TEXTO SELECCIONADO —
════════
Con un gregario del favorito Bernard Hinault como sorprendente líder, para su primera llegada en línea la carrera se dirige a la bellísima ciudad de Cuenca. Serán 235 kilómetros entre Almusafes y la capital conquense en los que habrá lluvia y llegada con un desnivel notable y un empedrado histórico que dejará a los corredores a los pies de la Catedral. Antes de llegar a la ciudad de las Casas Colgadas y el Museo Nacional de Arte Abstracto, José Luis Laguía, enfundado en un maillot rojigualda que lo acredita como campeón de España de fondo en carretera, comienza a dar muestras de su deseo de imponerse en el Gran Premio de la Montaña. El corredor del Reynolds no tiene la fuerza suficiente para pelear en los grandes puertos que le esperan en esa edición de la Vuelta, pero su buena punta de velocidad y su sapiencia a la hora de acumular puntos en los más tendidos puertos de 2º y 3º categoría le van a permitir pelear por el que iba a ser su tercer entorchado consecutivo en la ronda española. El rostro de Laguía se mantendrá en el inconsciente colectivo de todos aquellos chicos que jugaban a emular las carreras ciclistas sobre el suelo de los patios de las escuelas colocando retratos adhesivos en los cascos de las botellas, empujándolos por turnos con un golpe seco de los dedos, intentando no salirse del camino marcado por el riesgo de tener que comenzar desde la salida de nuevo, dejando el índice de la mano derecha completamente despellejado al finalizar la competencia. Los botes de detergente Dixan o Luzil eran los más apreciados por contener los más eficientes remedos de las bicicletas y ciclistas de la época. José Luis Laguía aún conseguiría dos reinados más de la montaña en las ediciones de 1985 y 1986 y su récord de cinco victorias se mantiene vigente hasta el día de hoy.
════════
DATOS RECOPILADOS —
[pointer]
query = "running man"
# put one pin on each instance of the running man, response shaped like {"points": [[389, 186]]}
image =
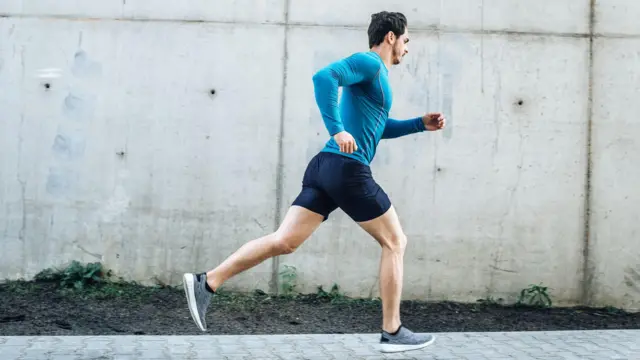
════════
TAREA A REALIZAR — Traduzca al inglés esta oración del texto seleccionado: «José Luis Laguía aún conseguiría dos reinados más de la montaña en las ediciones de 1985 y 1986 y su récord de cinco victorias se mantiene vigente hasta el día de hoy.» Para resolver la tarea, básese únicamente en el texto seleccionado.

RESPUESTA ESPERADA — José Luis Laguía would go on to win two more mountain titles, in the 1985 and 1986 editions, and his record of five victories still stands to this day.